[Opening Information shown section]

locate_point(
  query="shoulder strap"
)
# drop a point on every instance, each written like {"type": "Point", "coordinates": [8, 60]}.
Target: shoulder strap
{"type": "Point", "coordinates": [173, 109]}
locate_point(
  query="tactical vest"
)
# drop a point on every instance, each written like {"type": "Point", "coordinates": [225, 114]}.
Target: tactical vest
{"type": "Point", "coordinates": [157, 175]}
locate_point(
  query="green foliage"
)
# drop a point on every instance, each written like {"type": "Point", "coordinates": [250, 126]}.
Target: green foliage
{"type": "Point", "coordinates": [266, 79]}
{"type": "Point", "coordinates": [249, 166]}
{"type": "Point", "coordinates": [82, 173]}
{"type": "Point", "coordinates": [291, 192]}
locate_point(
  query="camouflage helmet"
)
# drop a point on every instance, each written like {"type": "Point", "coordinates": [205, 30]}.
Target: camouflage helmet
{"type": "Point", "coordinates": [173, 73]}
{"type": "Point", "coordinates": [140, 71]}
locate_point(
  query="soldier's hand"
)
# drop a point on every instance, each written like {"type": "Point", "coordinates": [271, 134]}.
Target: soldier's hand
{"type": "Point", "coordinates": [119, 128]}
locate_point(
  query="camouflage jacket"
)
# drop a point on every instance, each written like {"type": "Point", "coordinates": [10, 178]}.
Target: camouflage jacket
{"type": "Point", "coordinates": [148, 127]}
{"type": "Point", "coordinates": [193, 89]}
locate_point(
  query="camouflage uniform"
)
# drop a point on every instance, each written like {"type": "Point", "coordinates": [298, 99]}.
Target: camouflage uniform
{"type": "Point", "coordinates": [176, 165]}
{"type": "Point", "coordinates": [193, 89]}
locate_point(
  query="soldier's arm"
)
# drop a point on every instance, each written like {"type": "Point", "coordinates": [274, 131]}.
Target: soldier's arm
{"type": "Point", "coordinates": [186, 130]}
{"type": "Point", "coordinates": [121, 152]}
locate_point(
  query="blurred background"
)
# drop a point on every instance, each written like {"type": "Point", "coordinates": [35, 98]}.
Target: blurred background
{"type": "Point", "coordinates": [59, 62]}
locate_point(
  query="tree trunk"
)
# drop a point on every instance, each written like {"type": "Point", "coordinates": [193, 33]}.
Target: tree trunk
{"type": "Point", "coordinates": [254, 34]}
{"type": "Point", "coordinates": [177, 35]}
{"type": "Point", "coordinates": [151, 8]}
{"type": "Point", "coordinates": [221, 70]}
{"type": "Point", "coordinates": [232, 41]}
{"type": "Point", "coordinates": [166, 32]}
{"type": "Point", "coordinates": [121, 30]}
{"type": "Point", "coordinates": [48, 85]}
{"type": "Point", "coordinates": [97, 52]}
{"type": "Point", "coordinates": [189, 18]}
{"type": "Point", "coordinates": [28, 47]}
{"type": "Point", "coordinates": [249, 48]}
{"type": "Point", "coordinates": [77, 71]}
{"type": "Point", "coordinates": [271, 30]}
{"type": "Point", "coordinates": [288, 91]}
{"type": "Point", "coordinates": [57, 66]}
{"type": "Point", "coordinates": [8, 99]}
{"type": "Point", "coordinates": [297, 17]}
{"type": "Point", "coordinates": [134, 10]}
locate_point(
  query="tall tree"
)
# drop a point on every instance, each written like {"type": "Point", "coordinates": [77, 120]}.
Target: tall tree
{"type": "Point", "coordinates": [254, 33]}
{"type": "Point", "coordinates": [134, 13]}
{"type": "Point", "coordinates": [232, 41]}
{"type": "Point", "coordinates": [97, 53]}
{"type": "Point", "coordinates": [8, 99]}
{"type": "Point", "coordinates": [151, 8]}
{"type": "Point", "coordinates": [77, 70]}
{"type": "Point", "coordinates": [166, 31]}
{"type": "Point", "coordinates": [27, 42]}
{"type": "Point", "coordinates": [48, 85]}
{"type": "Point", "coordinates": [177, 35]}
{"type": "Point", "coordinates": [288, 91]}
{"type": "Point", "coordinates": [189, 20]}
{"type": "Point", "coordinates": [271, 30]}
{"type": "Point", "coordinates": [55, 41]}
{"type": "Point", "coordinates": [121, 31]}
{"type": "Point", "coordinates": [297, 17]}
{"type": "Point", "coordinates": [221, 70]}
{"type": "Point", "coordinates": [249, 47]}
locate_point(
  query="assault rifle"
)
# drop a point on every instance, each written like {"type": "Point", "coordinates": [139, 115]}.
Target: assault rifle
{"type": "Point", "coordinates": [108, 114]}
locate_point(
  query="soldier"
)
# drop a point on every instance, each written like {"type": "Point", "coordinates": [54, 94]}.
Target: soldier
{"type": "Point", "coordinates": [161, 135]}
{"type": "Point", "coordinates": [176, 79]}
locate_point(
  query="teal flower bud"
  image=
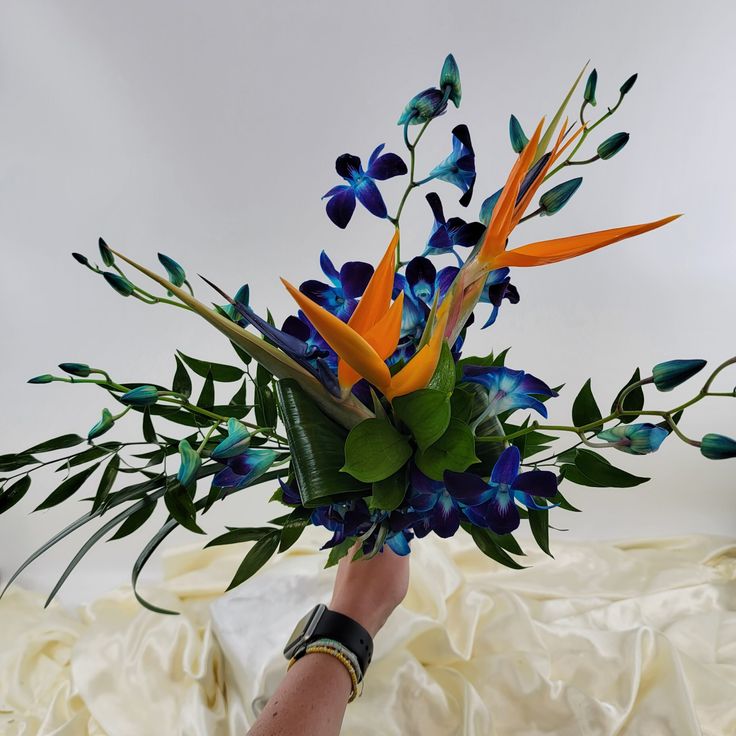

[Closing Information shown section]

Task item: Word for word, reproduce all the data, but not the pictures.

Output below:
locate_point(
  query="shoulder strap"
)
# drop a point on every instance, each written like {"type": "Point", "coordinates": [8, 60]}.
Target: shoulder strap
{"type": "Point", "coordinates": [173, 109]}
locate_point(
  query="tactical vest"
)
# drop a point on every instance, each written like {"type": "Point", "coordinates": [225, 114]}.
Target: tactical vest
{"type": "Point", "coordinates": [157, 175]}
locate_point(
  query="green foliage"
)
# drop a point on every instance, each written like {"type": "Point", "coordinates": [250, 126]}.
Target: green foliage
{"type": "Point", "coordinates": [266, 79]}
{"type": "Point", "coordinates": [249, 166]}
{"type": "Point", "coordinates": [82, 173]}
{"type": "Point", "coordinates": [291, 192]}
locate_point(
  query="camouflage helmet"
)
# drop a point on every instance, each written like {"type": "Point", "coordinates": [205, 30]}.
Target: camouflage helmet
{"type": "Point", "coordinates": [173, 73]}
{"type": "Point", "coordinates": [140, 71]}
locate_point(
  query="soldier's hand"
)
# drop a point on every instance, each written like {"type": "Point", "coordinates": [271, 134]}.
Target: soldier's hand
{"type": "Point", "coordinates": [119, 128]}
locate_point(
  query="camouflage jacket"
)
# drop a point on every instance, each written like {"type": "Point", "coordinates": [10, 178]}.
Target: camouflage jacket
{"type": "Point", "coordinates": [148, 127]}
{"type": "Point", "coordinates": [193, 89]}
locate_point(
  query="camouflage uniform"
)
# drop a point on every instance, each written like {"type": "Point", "coordinates": [298, 99]}.
Target: camouflage uniform
{"type": "Point", "coordinates": [176, 165]}
{"type": "Point", "coordinates": [193, 89]}
locate_point(
  query="soldier's arm"
)
# drop a point on every instance, each written like {"type": "Point", "coordinates": [274, 131]}.
Target: soldier's arm
{"type": "Point", "coordinates": [186, 130]}
{"type": "Point", "coordinates": [121, 152]}
locate_point(
  query="blurred background"
)
# drop a point on every instance, each written like {"type": "Point", "coordinates": [35, 98]}.
Target: blurred background
{"type": "Point", "coordinates": [59, 62]}
locate_point(
  query="tree trunk"
)
# drop a point on every instance, each written like {"type": "Point", "coordinates": [193, 33]}.
Target: tree trunk
{"type": "Point", "coordinates": [254, 34]}
{"type": "Point", "coordinates": [177, 35]}
{"type": "Point", "coordinates": [151, 8]}
{"type": "Point", "coordinates": [221, 70]}
{"type": "Point", "coordinates": [232, 41]}
{"type": "Point", "coordinates": [166, 32]}
{"type": "Point", "coordinates": [121, 30]}
{"type": "Point", "coordinates": [48, 85]}
{"type": "Point", "coordinates": [97, 52]}
{"type": "Point", "coordinates": [189, 18]}
{"type": "Point", "coordinates": [28, 47]}
{"type": "Point", "coordinates": [249, 48]}
{"type": "Point", "coordinates": [77, 71]}
{"type": "Point", "coordinates": [271, 30]}
{"type": "Point", "coordinates": [288, 91]}
{"type": "Point", "coordinates": [57, 66]}
{"type": "Point", "coordinates": [8, 99]}
{"type": "Point", "coordinates": [297, 17]}
{"type": "Point", "coordinates": [134, 10]}
locate_point(
  query="tall tree"
)
# drop a point on every instance, each written like {"type": "Point", "coordinates": [77, 120]}.
Target: tall tree
{"type": "Point", "coordinates": [254, 33]}
{"type": "Point", "coordinates": [134, 13]}
{"type": "Point", "coordinates": [232, 41]}
{"type": "Point", "coordinates": [97, 53]}
{"type": "Point", "coordinates": [8, 99]}
{"type": "Point", "coordinates": [151, 8]}
{"type": "Point", "coordinates": [77, 70]}
{"type": "Point", "coordinates": [166, 31]}
{"type": "Point", "coordinates": [27, 42]}
{"type": "Point", "coordinates": [48, 85]}
{"type": "Point", "coordinates": [177, 35]}
{"type": "Point", "coordinates": [288, 91]}
{"type": "Point", "coordinates": [189, 20]}
{"type": "Point", "coordinates": [271, 30]}
{"type": "Point", "coordinates": [55, 41]}
{"type": "Point", "coordinates": [121, 31]}
{"type": "Point", "coordinates": [297, 17]}
{"type": "Point", "coordinates": [221, 70]}
{"type": "Point", "coordinates": [249, 47]}
locate_point(
  query="assault rifle"
)
# drop a point on every instance, each written like {"type": "Point", "coordinates": [139, 115]}.
Target: assault rifle
{"type": "Point", "coordinates": [108, 114]}
locate_point(
  query="soldier"
)
# drop a point on every instance, each written like {"type": "Point", "coordinates": [54, 94]}.
Target: soldier
{"type": "Point", "coordinates": [161, 135]}
{"type": "Point", "coordinates": [176, 79]}
locate_point(
  query="teal flower bud"
  image=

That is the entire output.